▸ **Set task A**
In one to three sentences, explain why the post on the origins of the idea of God says superstition flourished in early history.
▸ **Set task B**
Resume the post on the origins of the idea of God, starting after its last sentence.

▸ **Extracted text**
Post by Marvin_Edwards »

A newborn child, cold and hungry, cries out to the universe for food and warmth. He is gathered up in his mother’s arms, and is comforted, and fed.

We don’t remember this experience, but it is one we’ve all shared. I believe it leaves us with a sense that we might implore a greater being to come to our aid in time of trouble, and that it is likely the seed of the idea of ‘God’.

On a cold day, I walked out of the apartment ready to shiver. Stepping out of the shadow and into the sunlight, I felt a warmth and comfort, as if I were loved by the Sun. And I understood how easy it was for our ancestors to view the Sun as a god.

In early history people worshipped multiple gods, prayed to them for favors and offered them gifts so that the rains would water their crops, and the river would not flood their homes. By coincidence, this sometimes appeared to work. Psychologists have since discovered that behavior that was intermittently rewarded was more difficult to extinguish than behavior that was consistently rewarded. And so superstition flourished.

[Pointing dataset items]
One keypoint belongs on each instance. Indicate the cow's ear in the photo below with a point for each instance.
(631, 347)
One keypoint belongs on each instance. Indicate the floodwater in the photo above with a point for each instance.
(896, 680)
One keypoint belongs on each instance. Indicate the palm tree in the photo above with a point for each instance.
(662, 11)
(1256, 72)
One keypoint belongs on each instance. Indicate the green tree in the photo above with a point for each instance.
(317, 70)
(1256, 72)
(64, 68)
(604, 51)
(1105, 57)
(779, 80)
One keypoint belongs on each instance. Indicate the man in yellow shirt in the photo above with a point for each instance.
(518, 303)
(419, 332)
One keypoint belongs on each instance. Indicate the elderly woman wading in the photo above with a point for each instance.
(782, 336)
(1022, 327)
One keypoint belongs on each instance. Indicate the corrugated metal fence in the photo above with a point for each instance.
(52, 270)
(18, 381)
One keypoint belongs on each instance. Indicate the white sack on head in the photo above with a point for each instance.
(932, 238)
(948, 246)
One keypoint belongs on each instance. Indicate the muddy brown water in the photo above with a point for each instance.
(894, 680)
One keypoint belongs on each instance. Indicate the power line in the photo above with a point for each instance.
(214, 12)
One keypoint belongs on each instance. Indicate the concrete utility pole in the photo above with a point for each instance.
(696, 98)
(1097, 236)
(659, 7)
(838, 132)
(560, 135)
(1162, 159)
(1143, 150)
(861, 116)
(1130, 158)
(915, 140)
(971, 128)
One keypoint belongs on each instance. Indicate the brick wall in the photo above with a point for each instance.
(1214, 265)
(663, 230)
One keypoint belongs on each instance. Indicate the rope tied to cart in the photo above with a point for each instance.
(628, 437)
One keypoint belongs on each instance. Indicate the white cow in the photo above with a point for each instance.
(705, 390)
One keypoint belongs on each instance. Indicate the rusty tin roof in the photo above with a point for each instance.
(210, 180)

▸ **Final answer A**
People prayed to their gods and offered them gifts so the rains would come and the river would not flood, and by coincidence this sometimes appeared to work. Psychologists have found that behavior rewarded only intermittently is harder to extinguish than behavior rewarded consistently, so these practices persisted and superstition flourished.

▸ **Final answer B**
But then something new was added. Monotheism took the strong position that there was only one God.

And not only was this the God to pray to and worship, but this God also expected you to follow rules. If you followed the commandments, you would prosper, if not in this life, then in the next.

I remember the preachers from my youth, Oral Roberts and Norman Vincent Peale, teaching that God is a Good God, and that following Him brings both blessings and expectations. I remember the prayer at dinner, “God is Great, God is Good …”.

God became a way to make being good and doing good both valuable and sacred. And that is why the idea is still useful today, even by those of us who use the term in a literary rather than a literal sense.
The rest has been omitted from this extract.